- DATA FOR PROCESSING
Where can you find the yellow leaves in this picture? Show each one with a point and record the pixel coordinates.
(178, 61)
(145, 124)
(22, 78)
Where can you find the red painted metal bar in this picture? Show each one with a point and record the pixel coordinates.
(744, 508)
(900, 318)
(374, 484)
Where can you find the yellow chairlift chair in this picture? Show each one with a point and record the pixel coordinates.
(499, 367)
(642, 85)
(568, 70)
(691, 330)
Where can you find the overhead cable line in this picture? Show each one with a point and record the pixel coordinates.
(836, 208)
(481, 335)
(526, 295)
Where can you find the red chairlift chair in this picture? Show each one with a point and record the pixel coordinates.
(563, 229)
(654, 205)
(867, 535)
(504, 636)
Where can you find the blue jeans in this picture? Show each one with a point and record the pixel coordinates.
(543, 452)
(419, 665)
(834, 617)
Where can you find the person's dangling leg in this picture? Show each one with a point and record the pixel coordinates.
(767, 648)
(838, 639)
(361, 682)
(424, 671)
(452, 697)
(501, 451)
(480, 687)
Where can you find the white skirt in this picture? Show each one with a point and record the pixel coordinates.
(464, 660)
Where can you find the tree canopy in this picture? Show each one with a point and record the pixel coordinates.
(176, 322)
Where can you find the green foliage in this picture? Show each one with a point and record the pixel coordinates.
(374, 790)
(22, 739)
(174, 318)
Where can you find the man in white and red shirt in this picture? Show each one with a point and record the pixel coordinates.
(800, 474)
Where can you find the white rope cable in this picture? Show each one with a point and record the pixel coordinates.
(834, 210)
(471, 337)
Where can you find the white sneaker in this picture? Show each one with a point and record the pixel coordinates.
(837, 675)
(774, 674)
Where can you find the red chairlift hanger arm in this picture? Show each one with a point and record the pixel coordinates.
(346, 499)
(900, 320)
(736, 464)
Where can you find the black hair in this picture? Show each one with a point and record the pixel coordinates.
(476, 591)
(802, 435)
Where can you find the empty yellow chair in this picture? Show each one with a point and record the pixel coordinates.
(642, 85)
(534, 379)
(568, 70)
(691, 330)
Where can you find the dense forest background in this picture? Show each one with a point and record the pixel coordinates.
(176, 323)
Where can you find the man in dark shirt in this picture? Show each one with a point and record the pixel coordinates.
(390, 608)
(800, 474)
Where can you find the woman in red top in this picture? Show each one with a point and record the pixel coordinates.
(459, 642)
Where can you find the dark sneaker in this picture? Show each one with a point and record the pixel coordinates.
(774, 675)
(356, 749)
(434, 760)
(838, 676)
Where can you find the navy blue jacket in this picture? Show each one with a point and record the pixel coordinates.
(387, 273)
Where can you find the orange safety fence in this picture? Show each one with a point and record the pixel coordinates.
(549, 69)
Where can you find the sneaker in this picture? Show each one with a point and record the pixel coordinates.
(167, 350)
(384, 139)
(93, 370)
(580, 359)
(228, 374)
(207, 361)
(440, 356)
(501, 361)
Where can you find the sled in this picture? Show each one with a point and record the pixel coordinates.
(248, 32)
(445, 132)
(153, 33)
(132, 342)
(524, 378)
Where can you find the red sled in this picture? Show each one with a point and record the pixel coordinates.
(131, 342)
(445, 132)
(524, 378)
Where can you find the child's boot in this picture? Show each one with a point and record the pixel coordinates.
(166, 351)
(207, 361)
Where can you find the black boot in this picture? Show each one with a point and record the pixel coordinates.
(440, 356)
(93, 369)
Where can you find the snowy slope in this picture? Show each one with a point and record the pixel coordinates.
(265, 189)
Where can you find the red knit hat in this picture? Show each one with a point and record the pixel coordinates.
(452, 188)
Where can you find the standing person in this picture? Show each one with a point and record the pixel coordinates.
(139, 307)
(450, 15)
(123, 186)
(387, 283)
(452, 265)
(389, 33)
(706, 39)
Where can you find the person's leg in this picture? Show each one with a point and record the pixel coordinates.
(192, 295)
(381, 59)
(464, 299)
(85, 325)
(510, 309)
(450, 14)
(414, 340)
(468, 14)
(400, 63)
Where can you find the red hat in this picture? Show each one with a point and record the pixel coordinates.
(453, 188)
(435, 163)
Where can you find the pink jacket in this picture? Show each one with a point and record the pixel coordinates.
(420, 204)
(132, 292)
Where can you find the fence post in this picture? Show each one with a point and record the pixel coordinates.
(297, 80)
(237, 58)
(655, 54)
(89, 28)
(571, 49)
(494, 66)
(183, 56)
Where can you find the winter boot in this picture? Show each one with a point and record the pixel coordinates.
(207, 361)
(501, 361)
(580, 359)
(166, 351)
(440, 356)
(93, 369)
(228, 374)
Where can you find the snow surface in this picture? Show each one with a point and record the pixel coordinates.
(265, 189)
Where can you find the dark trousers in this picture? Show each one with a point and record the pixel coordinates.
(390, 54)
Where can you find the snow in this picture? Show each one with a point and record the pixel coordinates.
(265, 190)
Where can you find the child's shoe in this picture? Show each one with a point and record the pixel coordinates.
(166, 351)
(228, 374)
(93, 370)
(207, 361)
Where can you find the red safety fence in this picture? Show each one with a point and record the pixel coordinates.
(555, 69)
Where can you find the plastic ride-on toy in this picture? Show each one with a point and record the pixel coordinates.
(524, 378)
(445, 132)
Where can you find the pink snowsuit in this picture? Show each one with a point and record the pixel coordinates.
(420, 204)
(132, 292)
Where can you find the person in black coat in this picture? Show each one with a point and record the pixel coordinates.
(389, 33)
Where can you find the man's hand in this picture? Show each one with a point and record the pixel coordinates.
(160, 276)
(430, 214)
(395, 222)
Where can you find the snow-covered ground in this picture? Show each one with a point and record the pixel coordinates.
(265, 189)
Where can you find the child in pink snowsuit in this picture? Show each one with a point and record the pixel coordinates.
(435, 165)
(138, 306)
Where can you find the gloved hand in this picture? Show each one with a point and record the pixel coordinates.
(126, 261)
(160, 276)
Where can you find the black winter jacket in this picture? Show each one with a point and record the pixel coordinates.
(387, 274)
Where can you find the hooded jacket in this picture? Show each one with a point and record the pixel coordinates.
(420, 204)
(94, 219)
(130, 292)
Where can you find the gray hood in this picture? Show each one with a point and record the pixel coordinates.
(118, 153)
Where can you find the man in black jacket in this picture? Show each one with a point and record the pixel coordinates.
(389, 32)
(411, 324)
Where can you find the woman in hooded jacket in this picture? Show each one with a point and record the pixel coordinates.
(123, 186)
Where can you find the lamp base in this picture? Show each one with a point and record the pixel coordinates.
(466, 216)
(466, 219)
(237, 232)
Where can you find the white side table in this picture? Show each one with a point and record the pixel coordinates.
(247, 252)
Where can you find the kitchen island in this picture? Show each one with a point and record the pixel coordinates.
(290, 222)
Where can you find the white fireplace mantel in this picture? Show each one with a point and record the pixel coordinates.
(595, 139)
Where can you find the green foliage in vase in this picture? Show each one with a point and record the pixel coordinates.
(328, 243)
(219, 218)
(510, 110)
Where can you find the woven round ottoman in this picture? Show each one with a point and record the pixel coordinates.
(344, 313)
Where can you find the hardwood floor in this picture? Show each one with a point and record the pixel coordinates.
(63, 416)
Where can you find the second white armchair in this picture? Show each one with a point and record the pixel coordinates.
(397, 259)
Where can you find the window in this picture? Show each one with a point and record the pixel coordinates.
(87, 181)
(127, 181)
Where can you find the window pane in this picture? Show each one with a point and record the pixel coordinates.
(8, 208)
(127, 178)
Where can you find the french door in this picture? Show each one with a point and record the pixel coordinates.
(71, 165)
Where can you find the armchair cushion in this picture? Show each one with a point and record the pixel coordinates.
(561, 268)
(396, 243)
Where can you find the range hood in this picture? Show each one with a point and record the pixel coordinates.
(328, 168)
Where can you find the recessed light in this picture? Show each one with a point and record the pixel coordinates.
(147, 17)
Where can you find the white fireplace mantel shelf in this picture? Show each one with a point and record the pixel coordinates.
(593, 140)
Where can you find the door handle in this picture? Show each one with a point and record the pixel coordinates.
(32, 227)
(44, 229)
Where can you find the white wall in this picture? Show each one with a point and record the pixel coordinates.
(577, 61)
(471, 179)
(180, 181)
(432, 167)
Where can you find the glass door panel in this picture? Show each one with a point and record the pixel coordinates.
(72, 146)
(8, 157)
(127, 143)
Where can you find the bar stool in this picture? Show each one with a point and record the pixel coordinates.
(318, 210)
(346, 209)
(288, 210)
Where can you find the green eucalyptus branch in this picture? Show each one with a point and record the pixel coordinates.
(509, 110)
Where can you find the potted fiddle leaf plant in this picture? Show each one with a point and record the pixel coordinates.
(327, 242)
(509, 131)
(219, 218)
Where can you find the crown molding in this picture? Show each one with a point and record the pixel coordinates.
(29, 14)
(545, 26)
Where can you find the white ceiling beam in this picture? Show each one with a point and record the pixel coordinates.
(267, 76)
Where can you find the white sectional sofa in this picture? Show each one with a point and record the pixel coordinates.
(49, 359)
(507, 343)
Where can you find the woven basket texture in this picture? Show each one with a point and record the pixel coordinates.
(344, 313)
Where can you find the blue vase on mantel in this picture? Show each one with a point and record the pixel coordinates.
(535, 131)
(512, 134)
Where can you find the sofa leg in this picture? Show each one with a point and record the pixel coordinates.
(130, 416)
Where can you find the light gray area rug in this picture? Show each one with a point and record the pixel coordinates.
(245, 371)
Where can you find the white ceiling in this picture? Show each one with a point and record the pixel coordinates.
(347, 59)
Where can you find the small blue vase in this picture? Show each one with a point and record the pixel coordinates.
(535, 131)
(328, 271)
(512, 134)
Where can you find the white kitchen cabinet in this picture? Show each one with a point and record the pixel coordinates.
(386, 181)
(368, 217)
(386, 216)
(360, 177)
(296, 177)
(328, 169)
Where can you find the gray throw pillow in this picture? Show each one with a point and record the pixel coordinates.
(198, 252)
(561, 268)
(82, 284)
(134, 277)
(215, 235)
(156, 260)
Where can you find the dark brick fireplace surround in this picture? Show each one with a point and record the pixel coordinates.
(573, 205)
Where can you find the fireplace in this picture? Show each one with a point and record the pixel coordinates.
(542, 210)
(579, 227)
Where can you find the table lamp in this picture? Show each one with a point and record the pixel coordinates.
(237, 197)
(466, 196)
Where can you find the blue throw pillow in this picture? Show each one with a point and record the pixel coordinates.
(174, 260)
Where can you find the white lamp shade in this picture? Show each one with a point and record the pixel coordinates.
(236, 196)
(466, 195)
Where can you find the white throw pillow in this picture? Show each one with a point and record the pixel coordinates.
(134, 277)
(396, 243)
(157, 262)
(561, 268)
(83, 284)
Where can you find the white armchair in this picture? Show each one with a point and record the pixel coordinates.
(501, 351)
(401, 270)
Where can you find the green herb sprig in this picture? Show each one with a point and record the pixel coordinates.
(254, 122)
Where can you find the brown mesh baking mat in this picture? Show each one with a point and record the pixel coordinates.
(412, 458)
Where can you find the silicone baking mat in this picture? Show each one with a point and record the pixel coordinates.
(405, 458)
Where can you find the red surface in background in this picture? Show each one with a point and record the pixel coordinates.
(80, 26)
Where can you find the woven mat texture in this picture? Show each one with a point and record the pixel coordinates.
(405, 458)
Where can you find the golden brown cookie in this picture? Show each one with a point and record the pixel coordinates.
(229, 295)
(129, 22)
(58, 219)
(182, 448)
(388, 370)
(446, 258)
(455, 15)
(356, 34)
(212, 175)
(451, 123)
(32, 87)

- DESCRIPTION OF THE TASK
Rescale the lines from the one holding "Where can you find the silicone" through the final line above, inclusive. Write them out again with the requests unchanged, and multiply every pixel coordinate in the answers by 1.6, rounding to whole numbers with halves going up.

- TASK RESPONSE
Where can you find the silicone baking mat in this picture? Show each one with a point and record the pixel coordinates.
(648, 733)
Where can you find the red surface in background in this picture? Show each one with a point and record the pixel coordinates.
(128, 42)
Where can you find the woven mat texture in this picture? Show each one with a point and record the pixel coordinates.
(648, 733)
Where can you find the golden brown cookie in this picture? Show each one with a point and record the pixel coordinates.
(366, 472)
(206, 35)
(93, 350)
(291, 717)
(621, 592)
(714, 413)
(728, 24)
(570, 54)
(339, 280)
(722, 197)
(51, 139)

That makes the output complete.